◆ **Lesetext**:
##########

BlackRock: Kommentar von Ann-Katrin Petersen zum EZB-Entscheid
Im Euroraum liegt der Frühling in der Luft, und die EZB-Tauben könnten sich bald auch in die Lüfte erheben.
- Im Euroraum liegt der Frühling in der Luft, und die EZB-Tauben könnten es bald auch sein. Wie erwartet beliess die Zentralbank alle Leitzinsen unverändert. Doch Präsidentin Lagarde bemerkte, die EZB habe „gerade begonnen“, über eine weniger straffe Zinspolitik zu diskutieren, und ebnete den Weg für eine mögliche erste Zinssenkung im Juni – sofern die Daten dafür ausreichend Konfidenz böten. Das scheint die jüngste Neubewertung der Märkte zu bestätigen, der zufolge der erwartete Zeitpunkt der ersten Zinssenkung von April auf Juni geschoben wurde.

##########

◆ **Gegebenes Material**:
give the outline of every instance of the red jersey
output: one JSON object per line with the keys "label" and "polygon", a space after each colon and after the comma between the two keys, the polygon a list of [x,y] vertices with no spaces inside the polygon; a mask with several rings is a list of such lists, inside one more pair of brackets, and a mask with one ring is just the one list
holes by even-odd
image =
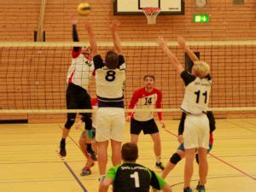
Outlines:
{"label": "red jersey", "polygon": [[[145,87],[136,90],[131,97],[129,108],[161,108],[162,93],[157,89],[147,92]],[[154,119],[153,112],[130,113],[136,120],[147,121]],[[162,113],[158,112],[160,120],[162,120]]]}

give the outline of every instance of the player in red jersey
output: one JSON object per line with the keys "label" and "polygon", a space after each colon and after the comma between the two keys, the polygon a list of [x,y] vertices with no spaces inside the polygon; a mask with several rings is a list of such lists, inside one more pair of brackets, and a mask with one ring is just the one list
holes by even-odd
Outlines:
{"label": "player in red jersey", "polygon": [[[137,90],[131,97],[129,108],[161,108],[162,93],[154,88],[154,76],[145,75],[143,88]],[[162,119],[162,113],[158,113],[160,123],[162,127],[166,125]],[[154,142],[154,151],[156,157],[155,166],[164,170],[161,162],[161,142],[159,130],[154,119],[153,112],[130,113],[126,120],[131,121],[131,142],[137,143],[138,136],[142,131],[144,134],[150,134]]]}

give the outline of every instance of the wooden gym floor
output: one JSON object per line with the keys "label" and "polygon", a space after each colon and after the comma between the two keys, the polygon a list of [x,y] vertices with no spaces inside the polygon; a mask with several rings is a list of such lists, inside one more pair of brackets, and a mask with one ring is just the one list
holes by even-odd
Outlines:
{"label": "wooden gym floor", "polygon": [[[160,129],[164,164],[178,146],[178,121],[166,121]],[[97,191],[97,165],[90,176],[79,176],[84,157],[78,146],[81,131],[73,128],[67,139],[67,156],[57,151],[62,124],[0,125],[1,192],[84,192]],[[125,142],[130,139],[126,125]],[[109,153],[110,154],[110,153]],[[217,119],[213,148],[208,156],[207,192],[253,192],[256,189],[256,119]],[[110,161],[110,160],[108,160]],[[154,167],[153,143],[140,136],[138,163]],[[173,192],[183,191],[183,160],[168,175]],[[108,163],[108,167],[111,164]],[[160,174],[160,171],[157,171]],[[191,186],[198,179],[198,166]],[[109,190],[110,191],[110,190]]]}

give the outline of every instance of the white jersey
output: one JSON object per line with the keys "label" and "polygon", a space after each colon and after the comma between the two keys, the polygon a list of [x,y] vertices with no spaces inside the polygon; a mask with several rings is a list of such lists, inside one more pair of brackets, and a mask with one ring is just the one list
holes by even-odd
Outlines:
{"label": "white jersey", "polygon": [[212,86],[210,75],[200,79],[184,71],[181,73],[181,77],[186,85],[182,110],[191,114],[207,113]]}
{"label": "white jersey", "polygon": [[93,58],[96,67],[96,95],[101,102],[120,102],[124,99],[125,63],[122,55],[119,55],[119,67],[114,70],[104,66],[101,55]]}
{"label": "white jersey", "polygon": [[67,83],[72,83],[88,90],[93,71],[93,61],[79,54],[77,57],[72,59],[67,75]]}

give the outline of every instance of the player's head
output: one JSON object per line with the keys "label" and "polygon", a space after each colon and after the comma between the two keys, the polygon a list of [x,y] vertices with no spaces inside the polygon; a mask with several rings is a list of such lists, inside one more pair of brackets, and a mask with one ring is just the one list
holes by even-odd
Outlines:
{"label": "player's head", "polygon": [[201,79],[210,73],[210,66],[204,61],[195,61],[192,67],[192,74]]}
{"label": "player's head", "polygon": [[144,84],[147,89],[152,89],[154,84],[154,76],[151,74],[147,74],[143,78]]}
{"label": "player's head", "polygon": [[106,67],[109,69],[116,69],[119,64],[119,55],[113,50],[108,50],[105,56]]}
{"label": "player's head", "polygon": [[91,53],[91,48],[88,47],[82,47],[81,54],[83,54],[85,57],[90,57]]}
{"label": "player's head", "polygon": [[132,143],[126,143],[123,144],[121,154],[124,161],[135,162],[138,157],[138,149],[137,144]]}

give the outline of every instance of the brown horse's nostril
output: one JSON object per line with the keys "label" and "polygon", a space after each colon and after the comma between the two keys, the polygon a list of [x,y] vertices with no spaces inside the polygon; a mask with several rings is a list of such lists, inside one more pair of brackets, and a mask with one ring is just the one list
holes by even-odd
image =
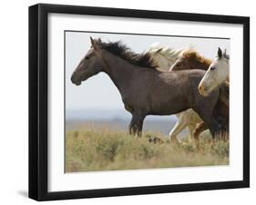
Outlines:
{"label": "brown horse's nostril", "polygon": [[75,83],[75,77],[74,77],[74,74],[72,74],[72,76],[71,76],[71,82],[73,83]]}
{"label": "brown horse's nostril", "polygon": [[204,87],[201,86],[201,85],[200,85],[200,86],[199,86],[199,90],[200,90],[200,93],[204,92]]}
{"label": "brown horse's nostril", "polygon": [[74,74],[72,74],[70,80],[71,80],[72,83],[74,83],[74,84],[76,84],[76,85],[80,85],[80,84],[81,84],[81,82],[80,82],[80,81],[77,81],[77,79],[75,78]]}

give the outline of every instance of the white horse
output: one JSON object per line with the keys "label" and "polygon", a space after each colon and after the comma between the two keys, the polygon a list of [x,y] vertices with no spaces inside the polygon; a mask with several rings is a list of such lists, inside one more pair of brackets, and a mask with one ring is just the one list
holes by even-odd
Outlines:
{"label": "white horse", "polygon": [[224,82],[229,82],[229,73],[230,56],[226,54],[226,50],[222,53],[219,48],[217,58],[211,63],[199,84],[200,93],[208,96]]}
{"label": "white horse", "polygon": [[[188,49],[190,48],[188,47],[180,50],[175,50],[169,46],[154,44],[150,45],[148,52],[150,53],[160,70],[169,71],[169,68],[182,55],[183,52]],[[177,113],[176,116],[178,117],[178,121],[169,134],[169,140],[178,140],[178,142],[181,142],[178,138],[178,134],[188,127],[189,142],[191,142],[193,131],[196,129],[198,123],[202,122],[202,120],[192,109],[188,109]]]}

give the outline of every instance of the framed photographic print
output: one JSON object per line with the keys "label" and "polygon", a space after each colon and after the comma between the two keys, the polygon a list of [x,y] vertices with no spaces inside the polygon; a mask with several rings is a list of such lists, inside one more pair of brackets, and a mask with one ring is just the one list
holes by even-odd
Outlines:
{"label": "framed photographic print", "polygon": [[250,19],[29,7],[29,197],[250,185]]}

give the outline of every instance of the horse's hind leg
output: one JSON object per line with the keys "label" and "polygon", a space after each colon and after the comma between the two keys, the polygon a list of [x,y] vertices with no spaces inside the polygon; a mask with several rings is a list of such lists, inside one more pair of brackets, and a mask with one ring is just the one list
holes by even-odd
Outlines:
{"label": "horse's hind leg", "polygon": [[189,129],[189,142],[192,142],[192,139],[194,139],[194,130],[197,128],[197,125],[194,125],[194,124],[190,124],[188,126],[188,129]]}
{"label": "horse's hind leg", "polygon": [[193,137],[195,139],[195,143],[196,143],[197,149],[200,148],[200,134],[207,129],[208,129],[208,127],[206,126],[206,124],[204,122],[200,122],[200,123],[197,124],[195,130],[193,131]]}
{"label": "horse's hind leg", "polygon": [[181,118],[179,118],[178,122],[172,128],[172,130],[169,132],[169,142],[178,141],[179,143],[181,141],[177,137],[177,135],[186,128],[187,124],[184,121],[182,121]]}
{"label": "horse's hind leg", "polygon": [[[197,109],[196,109],[197,110]],[[195,111],[196,111],[195,110]],[[209,128],[212,138],[215,138],[215,135],[218,134],[221,129],[217,120],[213,117],[213,115],[210,112],[205,112],[201,110],[196,111],[198,114],[200,116],[205,125]]]}
{"label": "horse's hind leg", "polygon": [[133,113],[132,118],[129,123],[129,134],[137,135],[138,137],[141,137],[141,132],[143,127],[143,121],[145,116],[139,113]]}

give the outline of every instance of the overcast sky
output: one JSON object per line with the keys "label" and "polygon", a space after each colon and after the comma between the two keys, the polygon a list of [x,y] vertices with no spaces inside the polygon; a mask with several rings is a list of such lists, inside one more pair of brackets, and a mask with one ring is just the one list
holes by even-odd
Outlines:
{"label": "overcast sky", "polygon": [[126,112],[118,89],[107,74],[100,73],[80,86],[70,81],[72,73],[90,47],[89,36],[100,37],[103,41],[122,40],[136,53],[141,53],[159,42],[175,49],[191,45],[210,59],[216,56],[218,47],[226,48],[230,54],[230,40],[225,39],[66,32],[66,109],[69,112],[81,109],[118,109]]}

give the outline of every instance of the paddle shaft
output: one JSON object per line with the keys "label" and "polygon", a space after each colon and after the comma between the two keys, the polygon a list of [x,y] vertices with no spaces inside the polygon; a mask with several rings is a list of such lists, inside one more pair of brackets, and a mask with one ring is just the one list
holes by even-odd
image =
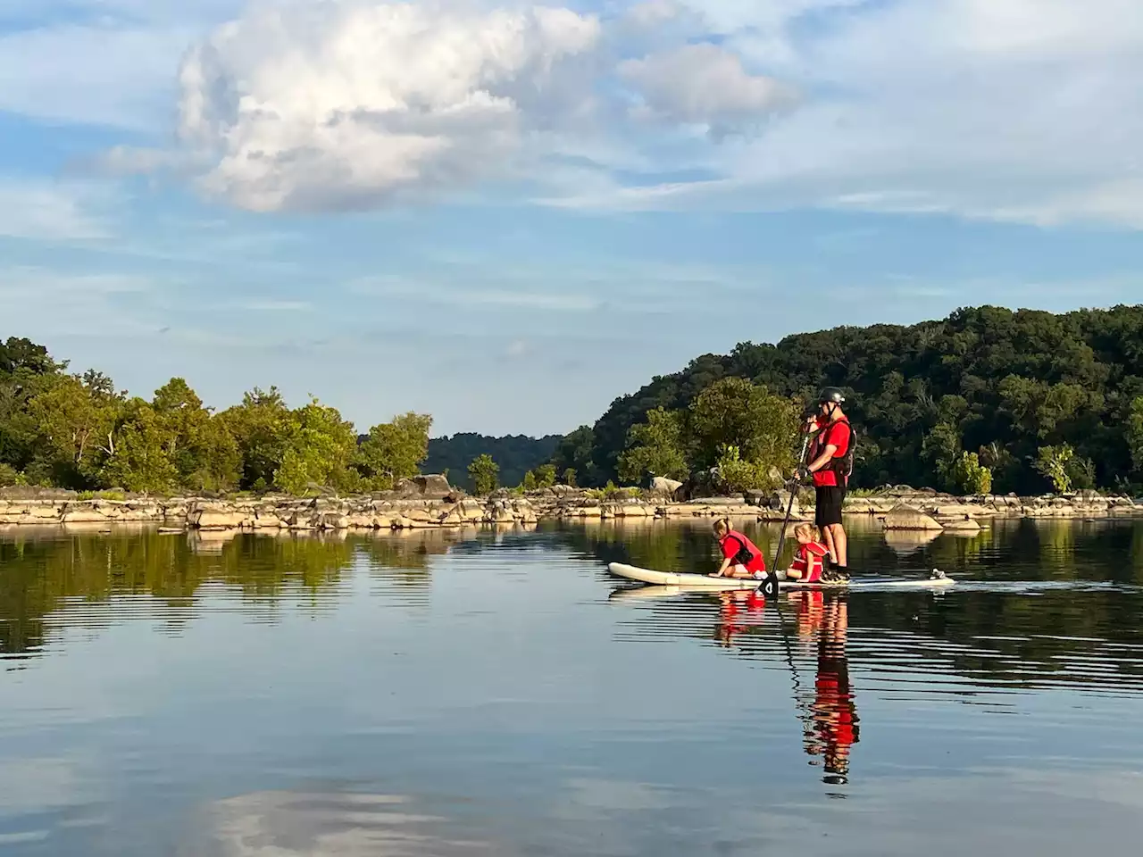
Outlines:
{"label": "paddle shaft", "polygon": [[[798,466],[801,467],[806,463],[806,450],[809,449],[809,432],[804,431],[804,436],[801,439],[801,452],[798,455]],[[790,499],[786,502],[786,514],[782,521],[782,532],[778,534],[778,550],[774,553],[774,570],[777,571],[778,558],[782,555],[782,548],[785,547],[785,531],[790,526],[790,515],[793,514],[793,500],[798,496],[797,488],[797,475],[794,476],[794,488],[790,490]]]}

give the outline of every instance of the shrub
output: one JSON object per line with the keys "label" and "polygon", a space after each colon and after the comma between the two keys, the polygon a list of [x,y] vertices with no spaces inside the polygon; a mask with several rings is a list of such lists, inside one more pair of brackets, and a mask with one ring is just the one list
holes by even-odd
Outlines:
{"label": "shrub", "polygon": [[949,481],[961,494],[991,494],[992,471],[981,464],[976,452],[961,452],[949,468]]}

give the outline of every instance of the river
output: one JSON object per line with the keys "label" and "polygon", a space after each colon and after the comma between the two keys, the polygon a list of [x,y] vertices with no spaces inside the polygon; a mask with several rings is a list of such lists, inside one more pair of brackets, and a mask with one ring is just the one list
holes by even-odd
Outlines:
{"label": "river", "polygon": [[607,574],[712,570],[706,521],[5,529],[0,852],[1134,850],[1143,523],[855,520],[850,555],[958,584],[766,602]]}

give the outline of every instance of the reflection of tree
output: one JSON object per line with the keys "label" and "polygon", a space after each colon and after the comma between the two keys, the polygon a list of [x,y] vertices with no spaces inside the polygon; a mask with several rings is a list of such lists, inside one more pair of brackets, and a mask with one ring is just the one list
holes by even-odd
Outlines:
{"label": "reflection of tree", "polygon": [[146,531],[8,534],[0,540],[0,651],[45,641],[45,617],[69,603],[151,595],[192,617],[205,584],[221,584],[250,607],[277,608],[288,592],[329,594],[352,563],[344,539],[238,535],[201,551],[192,537]]}

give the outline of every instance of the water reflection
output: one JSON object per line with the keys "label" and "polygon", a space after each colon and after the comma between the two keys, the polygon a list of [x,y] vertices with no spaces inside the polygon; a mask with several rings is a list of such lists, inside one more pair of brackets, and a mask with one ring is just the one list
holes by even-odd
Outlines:
{"label": "water reflection", "polygon": [[490,844],[450,835],[446,817],[406,795],[255,792],[208,810],[201,857],[357,857],[488,854]]}
{"label": "water reflection", "polygon": [[858,739],[857,706],[849,681],[846,635],[849,603],[842,593],[797,592],[789,595],[798,617],[798,635],[816,648],[813,689],[797,692],[806,752],[821,756],[823,782],[849,782],[849,750]]}
{"label": "water reflection", "polygon": [[[259,622],[283,607],[327,611],[360,567],[397,586],[425,586],[433,556],[478,537],[474,528],[275,534],[179,532],[96,524],[0,530],[0,658],[41,654],[51,627],[102,627],[130,615],[193,620],[208,595],[239,599]],[[145,599],[141,601],[139,599]]]}

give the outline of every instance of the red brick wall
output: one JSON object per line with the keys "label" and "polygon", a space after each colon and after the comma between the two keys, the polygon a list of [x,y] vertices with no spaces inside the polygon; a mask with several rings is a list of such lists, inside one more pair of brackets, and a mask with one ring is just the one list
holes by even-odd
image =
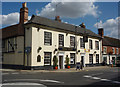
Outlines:
{"label": "red brick wall", "polygon": [[[103,47],[102,47],[102,50],[103,50]],[[105,46],[105,47],[107,47],[107,54],[109,54],[110,52],[112,52],[112,48],[115,49],[115,54],[117,54],[117,52],[116,52],[117,47],[110,47],[110,46]],[[118,49],[119,49],[119,54],[120,54],[120,48],[118,48]]]}

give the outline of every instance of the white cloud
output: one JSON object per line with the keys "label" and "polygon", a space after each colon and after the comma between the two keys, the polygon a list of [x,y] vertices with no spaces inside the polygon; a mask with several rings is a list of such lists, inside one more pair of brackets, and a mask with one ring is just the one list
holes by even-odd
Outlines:
{"label": "white cloud", "polygon": [[12,24],[16,24],[19,21],[19,13],[15,12],[15,13],[10,13],[7,15],[0,15],[2,18],[0,21],[0,24],[2,25],[12,25]]}
{"label": "white cloud", "polygon": [[94,27],[97,28],[98,24],[98,28],[103,27],[107,36],[118,38],[118,24],[120,23],[118,20],[120,20],[120,17],[116,17],[115,19],[108,19],[104,23],[100,21],[96,23]]}
{"label": "white cloud", "polygon": [[[19,16],[20,14],[18,12],[10,13],[7,15],[0,15],[0,24],[4,25],[13,25],[17,24],[19,22]],[[28,16],[28,20],[31,18],[31,16]]]}
{"label": "white cloud", "polygon": [[59,15],[61,17],[78,18],[86,15],[96,17],[98,16],[98,13],[100,13],[97,11],[98,7],[94,5],[94,2],[69,1],[70,2],[64,2],[63,0],[61,2],[55,2],[55,0],[52,0],[51,3],[48,3],[44,8],[42,8],[41,12],[36,10],[36,14],[44,17],[55,17],[56,15]]}

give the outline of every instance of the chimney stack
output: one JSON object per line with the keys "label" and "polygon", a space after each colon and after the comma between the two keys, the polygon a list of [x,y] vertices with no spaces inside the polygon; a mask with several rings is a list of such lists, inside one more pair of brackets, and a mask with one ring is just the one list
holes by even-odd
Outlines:
{"label": "chimney stack", "polygon": [[61,22],[60,16],[55,16],[55,20]]}
{"label": "chimney stack", "polygon": [[104,29],[103,28],[99,28],[98,29],[98,34],[103,37],[104,36]]}
{"label": "chimney stack", "polygon": [[86,26],[85,26],[84,23],[80,24],[80,26],[81,26],[82,28],[86,28]]}
{"label": "chimney stack", "polygon": [[22,3],[22,8],[20,9],[20,24],[24,24],[24,22],[28,21],[28,8],[27,3]]}

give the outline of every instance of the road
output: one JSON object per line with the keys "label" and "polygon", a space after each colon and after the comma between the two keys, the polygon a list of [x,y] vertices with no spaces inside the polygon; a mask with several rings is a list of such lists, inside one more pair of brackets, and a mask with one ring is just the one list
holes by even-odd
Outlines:
{"label": "road", "polygon": [[120,86],[120,69],[98,68],[80,72],[2,72],[2,87]]}

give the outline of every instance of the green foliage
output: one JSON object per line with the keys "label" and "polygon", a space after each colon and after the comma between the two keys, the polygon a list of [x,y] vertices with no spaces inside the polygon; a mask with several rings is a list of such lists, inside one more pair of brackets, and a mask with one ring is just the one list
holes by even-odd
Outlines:
{"label": "green foliage", "polygon": [[57,66],[57,63],[58,63],[58,58],[57,58],[57,56],[54,56],[53,57],[53,65]]}
{"label": "green foliage", "polygon": [[69,57],[66,57],[66,65],[69,66]]}

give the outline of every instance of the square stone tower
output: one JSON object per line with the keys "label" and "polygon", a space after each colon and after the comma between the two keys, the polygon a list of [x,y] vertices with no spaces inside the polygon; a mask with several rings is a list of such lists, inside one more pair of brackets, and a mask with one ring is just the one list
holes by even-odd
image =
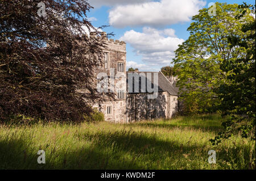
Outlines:
{"label": "square stone tower", "polygon": [[[126,123],[126,44],[124,41],[108,39],[106,32],[101,33],[101,38],[106,44],[102,65],[97,73],[105,73],[109,78],[109,99],[103,103],[94,103],[93,107],[103,112],[106,121]],[[113,82],[112,82],[113,81]],[[113,89],[114,88],[114,89]],[[105,94],[105,93],[103,93]]]}

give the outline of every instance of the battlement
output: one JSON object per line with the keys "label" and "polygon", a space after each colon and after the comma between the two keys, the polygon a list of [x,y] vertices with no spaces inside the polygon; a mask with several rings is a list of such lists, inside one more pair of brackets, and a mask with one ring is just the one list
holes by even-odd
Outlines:
{"label": "battlement", "polygon": [[[122,49],[123,50],[126,50],[126,43],[123,41],[120,41],[119,40],[114,40],[112,39],[109,39],[107,37],[106,32],[102,32],[101,33],[101,36],[97,36],[97,33],[95,32],[90,32],[90,37],[95,37],[101,38],[102,40],[105,41],[108,45],[110,45],[110,47],[112,45],[116,47],[116,45],[121,45],[122,47]],[[115,48],[114,48],[115,49]]]}

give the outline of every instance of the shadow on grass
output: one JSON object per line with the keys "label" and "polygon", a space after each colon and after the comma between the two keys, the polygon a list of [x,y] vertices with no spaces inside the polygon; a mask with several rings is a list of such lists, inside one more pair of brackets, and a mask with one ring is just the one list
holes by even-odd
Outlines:
{"label": "shadow on grass", "polygon": [[[167,129],[174,129],[175,128],[181,128],[185,129],[185,128],[191,128],[197,129],[199,131],[201,131],[204,132],[212,132],[214,133],[218,133],[222,130],[222,128],[220,128],[220,126],[217,125],[209,125],[209,126],[204,126],[204,125],[192,125],[189,124],[185,123],[177,123],[175,124],[172,124],[171,123],[158,123],[157,124],[155,123],[139,123],[134,125],[134,126],[139,126],[142,127],[150,127],[150,128],[167,128]],[[127,127],[133,127],[133,125],[127,125]]]}

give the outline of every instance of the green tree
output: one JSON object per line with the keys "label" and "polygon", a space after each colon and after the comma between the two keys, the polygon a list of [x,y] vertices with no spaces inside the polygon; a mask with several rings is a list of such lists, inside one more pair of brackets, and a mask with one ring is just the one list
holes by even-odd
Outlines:
{"label": "green tree", "polygon": [[220,100],[214,90],[229,81],[230,73],[220,69],[221,63],[245,56],[245,49],[231,47],[228,37],[246,37],[246,32],[241,30],[243,22],[253,18],[246,15],[242,20],[237,20],[238,5],[215,5],[216,15],[210,15],[209,9],[205,8],[192,17],[193,22],[188,28],[190,36],[175,51],[174,70],[187,113],[215,111]]}
{"label": "green tree", "polygon": [[[255,7],[244,3],[238,6],[241,13],[237,20],[243,19],[246,15],[255,14]],[[222,83],[216,90],[222,100],[221,110],[223,115],[232,116],[222,125],[225,131],[220,133],[214,140],[218,144],[239,133],[244,137],[250,137],[255,140],[255,20],[245,22],[241,31],[246,37],[230,36],[228,41],[230,47],[240,47],[245,50],[245,55],[236,59],[225,60],[220,68],[224,72],[231,72],[227,77],[228,82]],[[227,83],[228,82],[228,83]]]}
{"label": "green tree", "polygon": [[174,68],[170,66],[166,66],[161,68],[161,71],[166,76],[172,76],[175,74]]}

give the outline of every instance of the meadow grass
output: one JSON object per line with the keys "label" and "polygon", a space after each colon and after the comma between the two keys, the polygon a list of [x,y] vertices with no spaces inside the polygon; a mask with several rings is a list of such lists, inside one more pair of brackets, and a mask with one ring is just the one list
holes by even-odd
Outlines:
{"label": "meadow grass", "polygon": [[[129,124],[1,125],[0,169],[255,169],[255,141],[209,141],[222,121],[207,115]],[[37,162],[41,149],[46,164]],[[216,164],[208,163],[210,150]]]}

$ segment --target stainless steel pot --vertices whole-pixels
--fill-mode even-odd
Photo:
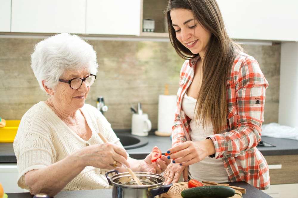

##########

◆ **Aufgabenstellung**:
Beantworte anhand des Kommentars zum EZB-Entscheid folgende Fragen:
(a) Was beschloss die Zentralbank hinsichtlich der Leitzinsen?
(b) Für welchen Monat ebnete Lagarde den Weg zu einer möglichen ersten Zinssenkung, und unter welcher Bedingung?
(c) Von welchem auf welchen Monat wurde der erwartete Zeitpunkt der ersten Zinssenkung verschoben?

◆ **Lösung**:
(a) Sie beließ alle Leitzinsen unverändert.
(b) Für Juni, sofern die Daten dafür ausreichend Konfidenz bieten.
(c) Von April auf Juni.